SQL is one of the most relevant language for databases. So at one point you will need to interact to get, store or modify some data. Fortunatelly you can do it in python using SQL Alchemy.

In this post I will show to do it while giving some advices based on problems I had.

1. Connect to a SQL database

In order to connect to a SQL database you will need to create an engine. The best way is to use the functions create_engine and engine.url.URL. For example:

import pandas as pd # Used later to read/insert data
import sqlalchemy as sa

engine = sa.create_engine(
    sa.engine.url.URL(
        drivername=drivername,
        username="root",
        password="1234",
        host="localhost",
        port=port,
        database="db",
    ),
)

You obviously will need to use your credentials for username, password, host and database.

For the drivername and port below you have and example for some popular SQL databases:

postgres:
  drivername: "postgresql"
  port: 5439

redshift:
  drivername: "redshift+psycopg2"

- Supplied material:
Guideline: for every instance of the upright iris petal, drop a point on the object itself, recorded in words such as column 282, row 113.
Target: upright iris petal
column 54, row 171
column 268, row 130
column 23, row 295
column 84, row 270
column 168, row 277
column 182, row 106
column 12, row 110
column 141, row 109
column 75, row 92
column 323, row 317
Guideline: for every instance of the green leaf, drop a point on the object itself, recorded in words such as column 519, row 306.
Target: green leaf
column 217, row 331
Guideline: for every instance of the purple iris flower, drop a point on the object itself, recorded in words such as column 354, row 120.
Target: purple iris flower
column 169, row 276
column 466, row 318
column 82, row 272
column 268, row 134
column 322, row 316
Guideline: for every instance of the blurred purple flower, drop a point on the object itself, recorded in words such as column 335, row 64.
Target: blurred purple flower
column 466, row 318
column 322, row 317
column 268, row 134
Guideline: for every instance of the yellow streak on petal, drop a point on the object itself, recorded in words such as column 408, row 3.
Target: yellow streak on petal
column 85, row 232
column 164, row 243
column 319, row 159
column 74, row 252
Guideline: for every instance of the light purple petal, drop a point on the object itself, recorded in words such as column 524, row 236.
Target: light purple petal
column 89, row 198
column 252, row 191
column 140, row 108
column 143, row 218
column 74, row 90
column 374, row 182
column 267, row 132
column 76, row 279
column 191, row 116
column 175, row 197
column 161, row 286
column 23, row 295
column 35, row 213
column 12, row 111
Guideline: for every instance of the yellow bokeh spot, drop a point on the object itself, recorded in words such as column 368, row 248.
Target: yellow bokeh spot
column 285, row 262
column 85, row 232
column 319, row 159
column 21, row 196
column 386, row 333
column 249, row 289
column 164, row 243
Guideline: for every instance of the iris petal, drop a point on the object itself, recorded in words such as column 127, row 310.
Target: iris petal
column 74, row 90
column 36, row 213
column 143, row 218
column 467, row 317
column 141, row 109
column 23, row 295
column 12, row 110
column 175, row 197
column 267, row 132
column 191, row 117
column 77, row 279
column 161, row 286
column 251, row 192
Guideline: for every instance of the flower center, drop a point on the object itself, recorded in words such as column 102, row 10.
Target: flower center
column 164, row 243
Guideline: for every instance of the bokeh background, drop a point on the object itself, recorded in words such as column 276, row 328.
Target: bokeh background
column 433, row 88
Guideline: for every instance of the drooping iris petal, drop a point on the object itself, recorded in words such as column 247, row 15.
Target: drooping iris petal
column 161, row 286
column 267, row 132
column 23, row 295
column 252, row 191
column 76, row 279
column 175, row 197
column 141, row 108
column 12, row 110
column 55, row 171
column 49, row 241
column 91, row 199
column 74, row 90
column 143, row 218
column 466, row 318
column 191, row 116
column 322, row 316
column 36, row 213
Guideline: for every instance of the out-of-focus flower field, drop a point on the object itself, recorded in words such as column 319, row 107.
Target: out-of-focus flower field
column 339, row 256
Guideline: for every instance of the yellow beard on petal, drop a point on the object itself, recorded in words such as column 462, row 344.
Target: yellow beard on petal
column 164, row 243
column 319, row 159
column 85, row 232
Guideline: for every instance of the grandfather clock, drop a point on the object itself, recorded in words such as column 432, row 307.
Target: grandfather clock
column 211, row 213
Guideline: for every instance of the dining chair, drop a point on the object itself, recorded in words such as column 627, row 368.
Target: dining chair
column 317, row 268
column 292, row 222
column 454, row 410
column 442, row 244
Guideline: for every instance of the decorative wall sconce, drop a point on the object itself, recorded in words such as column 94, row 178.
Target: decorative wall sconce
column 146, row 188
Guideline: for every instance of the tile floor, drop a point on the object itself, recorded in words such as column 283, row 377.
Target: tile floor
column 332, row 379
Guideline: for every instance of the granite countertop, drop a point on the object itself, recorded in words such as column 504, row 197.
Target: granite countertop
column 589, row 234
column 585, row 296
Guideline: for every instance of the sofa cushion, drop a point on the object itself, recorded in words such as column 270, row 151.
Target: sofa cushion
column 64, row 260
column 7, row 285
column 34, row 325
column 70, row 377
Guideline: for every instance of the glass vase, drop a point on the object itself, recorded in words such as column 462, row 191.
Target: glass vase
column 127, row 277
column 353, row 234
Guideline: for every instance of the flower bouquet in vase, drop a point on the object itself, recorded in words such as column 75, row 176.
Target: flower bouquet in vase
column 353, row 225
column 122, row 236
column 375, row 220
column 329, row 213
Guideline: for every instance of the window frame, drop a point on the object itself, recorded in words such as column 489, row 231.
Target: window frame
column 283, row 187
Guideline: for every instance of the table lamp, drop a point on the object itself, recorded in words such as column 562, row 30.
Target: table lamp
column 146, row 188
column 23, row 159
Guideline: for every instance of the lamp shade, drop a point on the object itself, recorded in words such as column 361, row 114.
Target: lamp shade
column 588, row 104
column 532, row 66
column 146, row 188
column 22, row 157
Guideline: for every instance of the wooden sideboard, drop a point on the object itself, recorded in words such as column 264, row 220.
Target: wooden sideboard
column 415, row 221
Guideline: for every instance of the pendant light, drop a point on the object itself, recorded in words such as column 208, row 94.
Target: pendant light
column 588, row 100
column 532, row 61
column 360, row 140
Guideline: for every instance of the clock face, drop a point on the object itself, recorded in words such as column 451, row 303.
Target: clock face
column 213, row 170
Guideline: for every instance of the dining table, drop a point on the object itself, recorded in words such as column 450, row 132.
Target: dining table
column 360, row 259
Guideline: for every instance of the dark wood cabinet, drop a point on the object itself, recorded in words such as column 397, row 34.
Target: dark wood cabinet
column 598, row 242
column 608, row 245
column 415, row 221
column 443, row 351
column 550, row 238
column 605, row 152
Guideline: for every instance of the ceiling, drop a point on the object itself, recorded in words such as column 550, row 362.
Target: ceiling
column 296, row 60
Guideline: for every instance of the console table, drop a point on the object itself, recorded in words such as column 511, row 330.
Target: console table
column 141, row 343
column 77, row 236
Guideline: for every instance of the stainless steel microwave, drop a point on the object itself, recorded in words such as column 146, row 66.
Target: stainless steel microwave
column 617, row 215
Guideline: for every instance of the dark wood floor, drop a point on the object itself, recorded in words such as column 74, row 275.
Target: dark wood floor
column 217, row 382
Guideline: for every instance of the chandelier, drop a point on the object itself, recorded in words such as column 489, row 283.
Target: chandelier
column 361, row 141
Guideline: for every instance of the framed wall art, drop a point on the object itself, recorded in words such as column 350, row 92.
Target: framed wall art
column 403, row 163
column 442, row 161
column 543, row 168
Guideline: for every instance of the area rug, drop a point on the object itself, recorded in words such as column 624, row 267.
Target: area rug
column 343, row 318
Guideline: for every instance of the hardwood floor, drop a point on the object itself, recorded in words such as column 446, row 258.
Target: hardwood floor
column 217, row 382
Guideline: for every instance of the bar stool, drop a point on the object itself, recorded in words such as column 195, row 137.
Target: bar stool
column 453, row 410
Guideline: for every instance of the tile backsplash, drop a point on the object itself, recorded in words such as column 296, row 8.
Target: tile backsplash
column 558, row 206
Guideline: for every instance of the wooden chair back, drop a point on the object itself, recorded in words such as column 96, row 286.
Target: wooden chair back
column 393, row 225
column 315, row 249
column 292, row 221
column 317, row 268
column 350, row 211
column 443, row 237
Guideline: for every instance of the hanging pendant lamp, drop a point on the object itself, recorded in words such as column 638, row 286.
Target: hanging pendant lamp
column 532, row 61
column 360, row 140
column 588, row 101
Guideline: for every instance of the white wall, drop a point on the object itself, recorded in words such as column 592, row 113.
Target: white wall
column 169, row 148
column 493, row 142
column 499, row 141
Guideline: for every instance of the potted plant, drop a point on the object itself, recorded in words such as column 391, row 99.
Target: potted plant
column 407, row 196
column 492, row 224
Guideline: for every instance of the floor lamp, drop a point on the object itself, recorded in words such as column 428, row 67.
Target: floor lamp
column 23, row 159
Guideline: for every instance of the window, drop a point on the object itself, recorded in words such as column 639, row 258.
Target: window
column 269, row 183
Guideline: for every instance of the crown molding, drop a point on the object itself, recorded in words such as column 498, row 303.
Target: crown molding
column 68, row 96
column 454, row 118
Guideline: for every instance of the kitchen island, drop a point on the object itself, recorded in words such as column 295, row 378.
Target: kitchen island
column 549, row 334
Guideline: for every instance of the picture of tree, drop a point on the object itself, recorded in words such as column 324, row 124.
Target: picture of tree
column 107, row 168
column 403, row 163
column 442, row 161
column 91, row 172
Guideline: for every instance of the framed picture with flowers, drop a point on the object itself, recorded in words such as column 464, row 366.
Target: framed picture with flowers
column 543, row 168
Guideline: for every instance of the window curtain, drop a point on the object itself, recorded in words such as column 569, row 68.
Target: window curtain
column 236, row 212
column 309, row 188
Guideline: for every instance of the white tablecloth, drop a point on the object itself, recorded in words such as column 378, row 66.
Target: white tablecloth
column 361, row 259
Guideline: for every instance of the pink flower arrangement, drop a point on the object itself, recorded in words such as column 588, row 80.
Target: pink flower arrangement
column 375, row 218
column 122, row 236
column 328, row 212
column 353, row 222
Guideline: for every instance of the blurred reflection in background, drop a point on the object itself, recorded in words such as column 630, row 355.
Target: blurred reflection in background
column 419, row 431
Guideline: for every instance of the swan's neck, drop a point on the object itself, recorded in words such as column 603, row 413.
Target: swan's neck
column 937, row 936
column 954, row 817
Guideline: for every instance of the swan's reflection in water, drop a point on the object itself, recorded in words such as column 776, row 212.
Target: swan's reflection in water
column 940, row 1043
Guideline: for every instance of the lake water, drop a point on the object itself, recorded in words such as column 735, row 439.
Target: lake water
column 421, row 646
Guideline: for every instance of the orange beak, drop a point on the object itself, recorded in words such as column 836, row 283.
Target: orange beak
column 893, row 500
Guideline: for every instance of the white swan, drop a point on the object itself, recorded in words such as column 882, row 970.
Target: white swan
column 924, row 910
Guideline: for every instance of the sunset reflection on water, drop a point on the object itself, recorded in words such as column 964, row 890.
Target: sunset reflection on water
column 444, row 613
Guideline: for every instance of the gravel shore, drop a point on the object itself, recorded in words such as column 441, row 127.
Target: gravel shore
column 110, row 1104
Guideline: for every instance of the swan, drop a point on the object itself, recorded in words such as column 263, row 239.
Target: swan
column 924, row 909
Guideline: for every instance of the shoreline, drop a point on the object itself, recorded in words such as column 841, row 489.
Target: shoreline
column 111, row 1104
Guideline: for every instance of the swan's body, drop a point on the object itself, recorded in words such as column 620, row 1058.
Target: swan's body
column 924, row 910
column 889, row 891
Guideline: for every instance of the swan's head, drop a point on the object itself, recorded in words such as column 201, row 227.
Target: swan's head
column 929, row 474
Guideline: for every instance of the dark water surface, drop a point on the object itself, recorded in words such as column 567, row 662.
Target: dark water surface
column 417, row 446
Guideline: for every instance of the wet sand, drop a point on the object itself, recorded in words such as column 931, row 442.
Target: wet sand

- Problems to work on:
[a] According to the SQL Alchemy post, which two functions are best for creating an engine?
[b] Repeat word for word the part of the SQL Alchemy post starting with "SQL is one of" and going on through "using SQL Alchemy.".

- Solution set:
[a] create_engine and engine.url.URL

[b]
SQL is one of the most relevant language for databases. So at one point you will need to interact to get, store or modify some data. Fortunatelly you can do it in python using SQL Alchemy.